## Image-grounded pointing data
+ + + + +

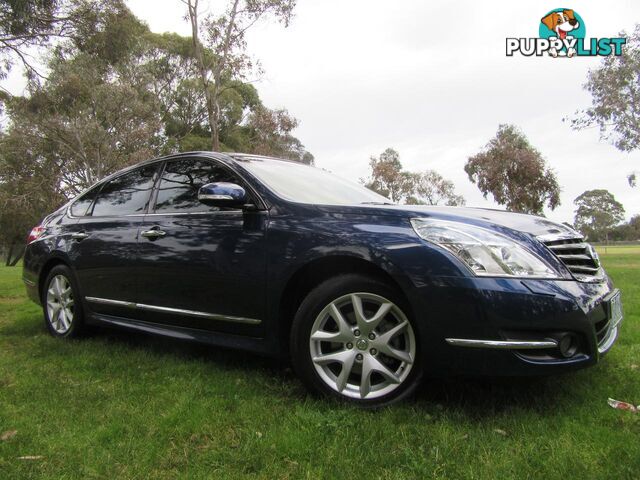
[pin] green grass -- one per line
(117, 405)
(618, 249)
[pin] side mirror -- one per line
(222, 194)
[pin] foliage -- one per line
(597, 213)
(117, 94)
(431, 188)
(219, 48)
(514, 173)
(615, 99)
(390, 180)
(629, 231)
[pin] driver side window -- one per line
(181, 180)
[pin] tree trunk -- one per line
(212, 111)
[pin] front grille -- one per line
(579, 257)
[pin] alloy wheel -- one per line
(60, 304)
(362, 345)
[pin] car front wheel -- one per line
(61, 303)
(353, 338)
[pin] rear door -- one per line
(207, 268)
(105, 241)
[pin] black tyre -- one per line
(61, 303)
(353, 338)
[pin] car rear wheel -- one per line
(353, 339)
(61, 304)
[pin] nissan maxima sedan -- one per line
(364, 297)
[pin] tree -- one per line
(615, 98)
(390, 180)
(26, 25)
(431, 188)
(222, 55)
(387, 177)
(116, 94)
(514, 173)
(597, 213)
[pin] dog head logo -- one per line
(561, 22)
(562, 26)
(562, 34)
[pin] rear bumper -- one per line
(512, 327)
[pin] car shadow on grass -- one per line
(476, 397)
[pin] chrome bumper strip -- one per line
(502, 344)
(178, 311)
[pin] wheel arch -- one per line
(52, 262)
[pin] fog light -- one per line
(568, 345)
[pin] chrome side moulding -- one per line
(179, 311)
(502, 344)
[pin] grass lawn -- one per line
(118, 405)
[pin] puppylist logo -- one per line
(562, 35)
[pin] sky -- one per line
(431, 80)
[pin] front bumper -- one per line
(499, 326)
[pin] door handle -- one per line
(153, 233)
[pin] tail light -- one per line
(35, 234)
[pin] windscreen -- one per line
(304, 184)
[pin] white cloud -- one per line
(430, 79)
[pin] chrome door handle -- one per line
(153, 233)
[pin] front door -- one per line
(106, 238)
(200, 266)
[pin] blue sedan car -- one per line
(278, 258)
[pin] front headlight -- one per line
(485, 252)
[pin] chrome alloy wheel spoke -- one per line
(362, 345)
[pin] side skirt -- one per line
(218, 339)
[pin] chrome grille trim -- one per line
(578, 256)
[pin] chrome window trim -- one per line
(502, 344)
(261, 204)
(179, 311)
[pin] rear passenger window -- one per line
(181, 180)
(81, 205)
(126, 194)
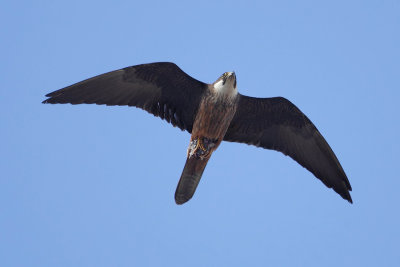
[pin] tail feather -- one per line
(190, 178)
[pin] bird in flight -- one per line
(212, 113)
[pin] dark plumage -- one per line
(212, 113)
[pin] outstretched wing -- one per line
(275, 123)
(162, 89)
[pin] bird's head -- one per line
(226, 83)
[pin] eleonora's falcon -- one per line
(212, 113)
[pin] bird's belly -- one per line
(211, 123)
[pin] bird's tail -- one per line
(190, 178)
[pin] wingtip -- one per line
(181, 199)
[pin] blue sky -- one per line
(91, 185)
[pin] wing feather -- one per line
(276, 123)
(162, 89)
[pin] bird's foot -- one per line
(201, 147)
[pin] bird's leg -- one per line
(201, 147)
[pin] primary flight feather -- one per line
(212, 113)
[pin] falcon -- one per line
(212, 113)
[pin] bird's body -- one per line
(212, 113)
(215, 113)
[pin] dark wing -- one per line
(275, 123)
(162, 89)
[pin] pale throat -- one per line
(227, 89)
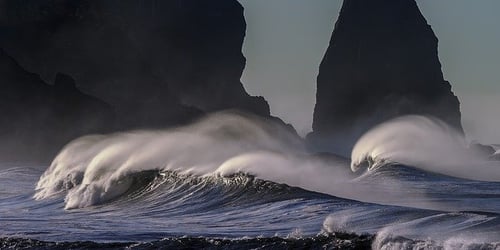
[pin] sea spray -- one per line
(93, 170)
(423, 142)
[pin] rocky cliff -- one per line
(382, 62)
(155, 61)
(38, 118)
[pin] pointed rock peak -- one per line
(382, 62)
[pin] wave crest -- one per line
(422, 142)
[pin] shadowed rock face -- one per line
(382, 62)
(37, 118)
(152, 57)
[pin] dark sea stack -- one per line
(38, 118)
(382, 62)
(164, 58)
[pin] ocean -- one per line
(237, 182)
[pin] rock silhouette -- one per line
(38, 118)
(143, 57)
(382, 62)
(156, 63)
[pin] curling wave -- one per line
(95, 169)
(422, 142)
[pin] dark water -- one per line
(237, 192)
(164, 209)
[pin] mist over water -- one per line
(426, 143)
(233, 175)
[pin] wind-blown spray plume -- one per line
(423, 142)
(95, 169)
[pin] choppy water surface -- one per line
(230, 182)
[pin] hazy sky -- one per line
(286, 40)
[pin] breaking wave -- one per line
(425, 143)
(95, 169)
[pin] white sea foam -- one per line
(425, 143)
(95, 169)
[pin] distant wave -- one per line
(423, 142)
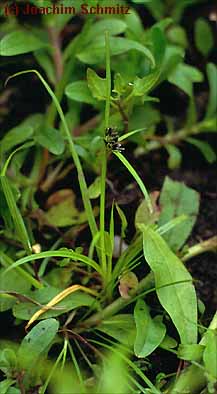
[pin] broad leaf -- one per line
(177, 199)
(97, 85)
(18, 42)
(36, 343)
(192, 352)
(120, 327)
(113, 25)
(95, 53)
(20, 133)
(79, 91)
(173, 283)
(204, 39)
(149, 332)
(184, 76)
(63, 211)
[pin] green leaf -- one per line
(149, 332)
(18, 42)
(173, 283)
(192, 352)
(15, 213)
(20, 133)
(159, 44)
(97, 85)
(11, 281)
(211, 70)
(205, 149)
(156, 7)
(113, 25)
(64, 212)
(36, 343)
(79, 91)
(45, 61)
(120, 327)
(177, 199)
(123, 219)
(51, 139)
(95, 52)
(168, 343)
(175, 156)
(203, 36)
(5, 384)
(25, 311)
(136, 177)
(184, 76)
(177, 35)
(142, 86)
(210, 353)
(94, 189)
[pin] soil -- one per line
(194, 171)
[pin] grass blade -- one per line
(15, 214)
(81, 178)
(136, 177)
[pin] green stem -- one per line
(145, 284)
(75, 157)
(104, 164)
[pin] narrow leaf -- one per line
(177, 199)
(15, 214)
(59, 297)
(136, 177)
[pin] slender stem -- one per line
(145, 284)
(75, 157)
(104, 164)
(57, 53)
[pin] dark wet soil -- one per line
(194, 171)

+ + + + +

## Work instructions
Write down all the entries exactly, but not the pictures they hold.

## Exercise solution
[pin] green grass -- one per line
(117, 405)
(618, 249)
[pin] side mirror -- one per line
(222, 194)
[pin] foliage -- one per line
(597, 213)
(117, 94)
(431, 188)
(219, 48)
(514, 173)
(615, 99)
(390, 180)
(629, 231)
[pin] driver side window -- one per line
(181, 180)
[pin] tree trunk -- one per line
(212, 111)
[pin] front grille -- one per line
(579, 257)
[pin] alloy wheel -- one per line
(60, 304)
(362, 345)
[pin] car front wheel -- one per line
(61, 303)
(353, 338)
[pin] rear door -- one per line
(207, 268)
(105, 241)
[pin] black tyre -- one per line
(61, 303)
(353, 338)
[pin] car rear wheel -- one per line
(353, 339)
(61, 304)
[pin] nissan maxima sedan -- one per line
(364, 297)
[pin] tree -- one per line
(615, 98)
(390, 180)
(26, 25)
(431, 188)
(222, 55)
(387, 177)
(116, 94)
(514, 173)
(597, 213)
[pin] dog head logo -- one per line
(561, 22)
(562, 26)
(562, 34)
[pin] rear bumper -- one per line
(512, 327)
[pin] car shadow on grass -- one per line
(476, 397)
[pin] chrome bumper strip -- one per line
(502, 344)
(178, 311)
[pin] wheel arch -- one per line
(52, 262)
[pin] fog light -- one per line
(568, 345)
[pin] chrome side moulding -- one per line
(179, 311)
(502, 344)
[pin] grass lawn -- one per line
(118, 405)
[pin] puppylist logo -- one per line
(562, 35)
[pin] sky -- one per line
(431, 80)
[pin] front bumper -- one per line
(499, 326)
[pin] door handle -- one per line
(153, 233)
[pin] tail light -- one per line
(35, 234)
[pin] windscreen -- one per line
(304, 184)
[pin] white cloud -- one per line
(430, 79)
[pin] chrome door handle -- one per line
(153, 233)
[pin] front door -- one per line
(106, 238)
(200, 266)
[pin] blue sedan car -- one per line
(278, 258)
[pin] front headlight -- one per line
(485, 252)
[pin] chrome alloy wheel spoke -- one per line
(362, 345)
[pin] side skirt -- one per line
(218, 339)
[pin] chrome grille trim -- one per line
(578, 256)
[pin] chrome window trim -- one per line
(502, 344)
(261, 204)
(179, 311)
[pin] rear passenger window -- one per line
(181, 180)
(81, 205)
(126, 194)
[pin] tail feather -- one per line
(190, 178)
[pin] bird in flight -- one per line
(212, 113)
[pin] dark plumage -- one per line
(212, 113)
[pin] outstretched wing -- one per line
(275, 123)
(162, 89)
[pin] bird's head -- one per line
(226, 83)
[pin] eleonora's falcon -- one per line
(212, 113)
[pin] bird's belly -- one per line
(211, 123)
[pin] bird's tail -- one per line
(190, 178)
[pin] wingtip -- one per line
(181, 199)
[pin] blue sky -- one per line
(91, 185)
[pin] wing feather -- one per line
(276, 123)
(162, 89)
[pin] bird's foot -- one per line
(201, 147)
[pin] bird's leg -- one per line
(201, 147)
[pin] primary flight feather -- one per line
(212, 113)
[pin] falcon -- one per line
(212, 113)
[pin] bird's body -- one per line
(212, 113)
(215, 113)
[pin] dark wing -- one per line
(275, 123)
(162, 89)
[pin] pale throat -- one per line
(227, 89)
[pin] sea spray -- one per line
(93, 170)
(423, 142)
[pin] rocky cliff -- one per line
(382, 62)
(155, 61)
(38, 118)
[pin] pointed rock peak -- one per line
(382, 62)
[pin] wave crest -- one per line
(422, 142)
[pin] shadowed rock face -- one per line
(382, 62)
(37, 118)
(152, 57)
[pin] dark sea stack -- one per line
(38, 118)
(382, 62)
(164, 58)
[pin] ocean -- one per line
(237, 182)
[pin] rock silhouette -- one per line
(38, 118)
(143, 57)
(382, 62)
(156, 63)
[pin] curling wave -- one per line
(95, 169)
(422, 142)
[pin] dark water -- one per line
(237, 192)
(164, 209)
[pin] mist over water -- one per line
(426, 143)
(233, 175)
[pin] wind-blown spray plume -- one per line
(423, 142)
(95, 169)
[pin] choppy water surface -- one per line
(230, 182)
[pin] hazy sky -- one per line
(286, 40)
[pin] breaking wave -- one per line
(425, 143)
(95, 169)
[pin] white sea foam -- one per line
(425, 143)
(95, 169)
[pin] distant wave -- one per line
(423, 142)
[pin] broad leaf -- one per line
(177, 199)
(97, 85)
(18, 42)
(36, 343)
(192, 352)
(120, 327)
(113, 25)
(95, 53)
(20, 133)
(79, 91)
(173, 283)
(204, 39)
(149, 332)
(184, 76)
(63, 211)
[pin] green leaf -- one per line
(149, 332)
(18, 42)
(173, 283)
(192, 352)
(15, 213)
(20, 133)
(159, 44)
(97, 85)
(11, 281)
(211, 70)
(205, 149)
(156, 7)
(113, 25)
(64, 212)
(36, 343)
(79, 91)
(45, 61)
(120, 327)
(177, 199)
(123, 219)
(51, 139)
(95, 52)
(168, 343)
(175, 156)
(203, 36)
(5, 384)
(25, 311)
(136, 177)
(184, 76)
(177, 35)
(142, 86)
(210, 353)
(94, 189)
[pin] soil -- one per line
(194, 171)
[pin] grass blade -- one per line
(15, 214)
(81, 178)
(136, 177)
[pin] green stem -- one per line
(145, 284)
(75, 157)
(104, 164)
[pin] narrow leaf -- one per line
(177, 199)
(15, 214)
(59, 297)
(136, 177)
[pin] slender stem -- one per line
(145, 284)
(75, 157)
(104, 164)
(57, 53)
[pin] dark wet soil -- one per line
(194, 171)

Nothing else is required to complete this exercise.